» What you will do
In the records below, replace every occurrence of "Set a pin" with "Place a marker" and keep all other text the same. Leave the pictures out of your answer.

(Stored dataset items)
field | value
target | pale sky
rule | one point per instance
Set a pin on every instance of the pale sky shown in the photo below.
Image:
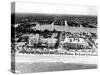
(28, 7)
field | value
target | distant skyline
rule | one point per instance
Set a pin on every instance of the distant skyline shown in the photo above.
(43, 8)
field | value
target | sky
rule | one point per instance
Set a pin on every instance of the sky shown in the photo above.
(30, 7)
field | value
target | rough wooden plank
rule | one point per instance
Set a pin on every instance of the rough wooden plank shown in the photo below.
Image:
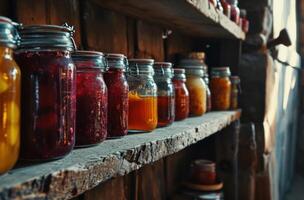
(149, 41)
(65, 11)
(104, 30)
(85, 168)
(31, 11)
(151, 182)
(193, 17)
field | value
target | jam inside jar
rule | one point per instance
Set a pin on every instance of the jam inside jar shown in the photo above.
(9, 97)
(91, 99)
(165, 93)
(181, 95)
(48, 92)
(118, 105)
(142, 96)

» Solved exercise
field | value
target | pale sky
rule | one point per instance
Place a marker on every instance of the pale sky shown in the photo below.
Image:
(28, 7)
field | value
target | distant skyline
rule | one point per instance
Place a marker on every instance of the distant skyline shown in the photo above.
(43, 8)
field | value
target | sky
rule | one point per instance
Place a marker on every instance of the sky shown in the photo above.
(30, 7)
field | value
target | rough wooden plank
rule | one point per instance
Place a marker on every instance of the rough wooden plank shown in the photo below.
Image:
(149, 41)
(65, 11)
(104, 30)
(85, 168)
(31, 11)
(151, 182)
(193, 17)
field | value
target | jam inside jar
rule | one point per instance
Place a marker on every instance of the jam inside jar shown in the photo above.
(9, 97)
(91, 99)
(165, 93)
(181, 95)
(48, 92)
(118, 105)
(142, 96)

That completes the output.